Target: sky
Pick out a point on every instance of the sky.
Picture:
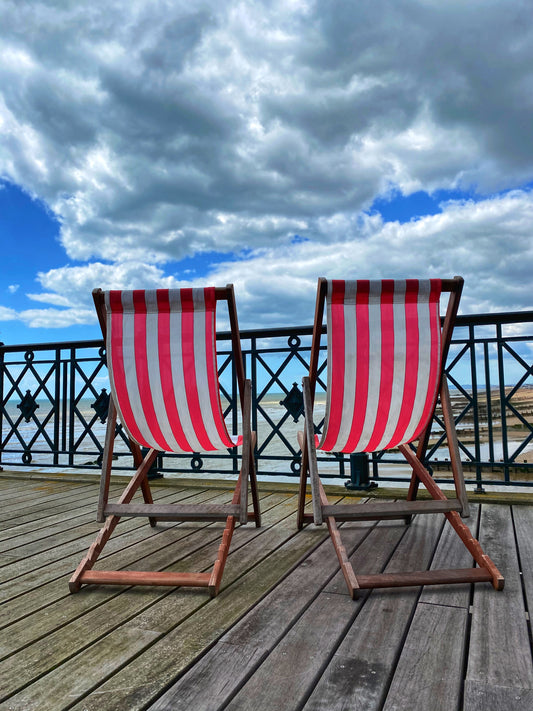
(158, 143)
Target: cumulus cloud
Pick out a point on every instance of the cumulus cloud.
(157, 130)
(487, 242)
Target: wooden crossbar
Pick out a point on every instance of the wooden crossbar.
(176, 512)
(137, 577)
(424, 577)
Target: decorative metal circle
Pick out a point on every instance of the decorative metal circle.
(197, 463)
(294, 342)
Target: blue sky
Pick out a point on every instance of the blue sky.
(264, 143)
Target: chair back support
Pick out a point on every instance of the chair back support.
(161, 352)
(384, 362)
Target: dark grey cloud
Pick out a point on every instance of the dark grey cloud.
(157, 129)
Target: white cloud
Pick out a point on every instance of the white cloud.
(7, 314)
(160, 130)
(488, 243)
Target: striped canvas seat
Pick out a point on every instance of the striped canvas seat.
(383, 362)
(162, 363)
(163, 371)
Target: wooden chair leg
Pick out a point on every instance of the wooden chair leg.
(253, 484)
(455, 457)
(107, 460)
(145, 484)
(454, 518)
(110, 524)
(303, 482)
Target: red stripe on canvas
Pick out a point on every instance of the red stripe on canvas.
(362, 364)
(116, 351)
(165, 369)
(211, 365)
(412, 341)
(141, 366)
(336, 334)
(433, 381)
(386, 364)
(189, 368)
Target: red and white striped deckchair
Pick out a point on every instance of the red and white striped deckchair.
(385, 364)
(161, 355)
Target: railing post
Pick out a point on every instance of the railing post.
(503, 401)
(359, 473)
(475, 411)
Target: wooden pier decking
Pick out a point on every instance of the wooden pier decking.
(283, 633)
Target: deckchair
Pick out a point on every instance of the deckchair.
(161, 355)
(386, 350)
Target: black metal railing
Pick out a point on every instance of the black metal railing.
(54, 400)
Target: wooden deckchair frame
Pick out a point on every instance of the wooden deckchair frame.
(110, 513)
(453, 509)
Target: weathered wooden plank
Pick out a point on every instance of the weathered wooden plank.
(55, 691)
(75, 547)
(175, 650)
(40, 506)
(500, 652)
(523, 521)
(88, 625)
(285, 678)
(480, 696)
(33, 526)
(220, 673)
(429, 671)
(266, 560)
(204, 512)
(384, 511)
(38, 541)
(130, 532)
(28, 492)
(360, 671)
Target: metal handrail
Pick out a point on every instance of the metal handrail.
(44, 385)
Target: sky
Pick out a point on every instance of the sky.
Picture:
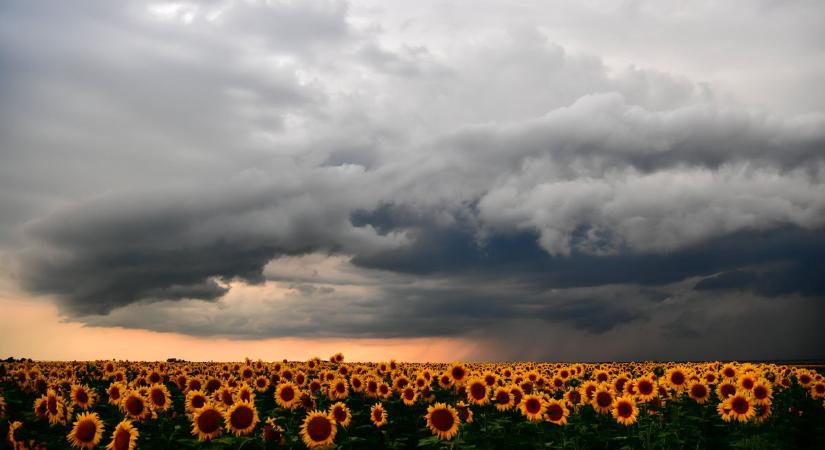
^^^^^^^^
**TASK REQUIREMENTS**
Which lines of the material above include the word "cloud"? Copy each of those lines in full.

**WRITTEN SOLUTION**
Target: cumulus cloud
Pick out a point on every instance of the cumulus cloud.
Target: dark grey cloud
Pick out a point on every instance of the dark grey cloud.
Target: white cloud
Pick out a point on every instance of the white cloud.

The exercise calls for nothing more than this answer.